** START OF Material for this exercise **
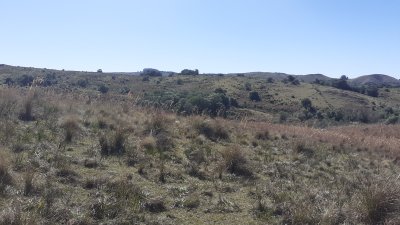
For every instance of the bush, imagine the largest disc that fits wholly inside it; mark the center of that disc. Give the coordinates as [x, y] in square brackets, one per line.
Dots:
[5, 176]
[115, 145]
[27, 109]
[235, 162]
[103, 89]
[71, 127]
[254, 96]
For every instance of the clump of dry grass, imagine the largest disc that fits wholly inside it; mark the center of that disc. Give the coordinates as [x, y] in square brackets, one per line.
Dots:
[26, 113]
[5, 176]
[114, 145]
[29, 188]
[212, 129]
[158, 123]
[235, 162]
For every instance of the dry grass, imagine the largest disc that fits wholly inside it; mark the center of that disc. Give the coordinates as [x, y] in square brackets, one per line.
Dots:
[5, 176]
[164, 172]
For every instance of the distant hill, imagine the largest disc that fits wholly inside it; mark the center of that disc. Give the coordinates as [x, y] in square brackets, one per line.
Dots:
** END OF Material for this exercise **
# Task statement
Strip out the images, then output the records above word for word.

# Response
For every instance of the bush, imagine the largest disc that fits wholly inside it; mark the center of that disc. Give the coordinates as [x, y] in square brackets, one per line.
Dots:
[5, 176]
[115, 145]
[27, 109]
[235, 162]
[103, 89]
[71, 127]
[254, 96]
For every instance of the clump of dry grass, imagine the largest disc that fits wholly inside it; mark the center of that disc. Give the coordinates as [x, y] in square brackets, one per line.
Dots:
[26, 113]
[5, 176]
[114, 145]
[29, 188]
[212, 129]
[158, 123]
[235, 162]
For every instance of the dry grass, imagine the largest disc that fits wholly inside it; mark the center of that disc. Give the coordinates as [x, y] in square brackets, one per line.
Dots:
[5, 176]
[164, 172]
For every instance of the distant hill, imagine the largest disc that fits wholly inside it; mark the center of that disc. Give the coordinates as [x, y] in square brackets, one per line.
Dots:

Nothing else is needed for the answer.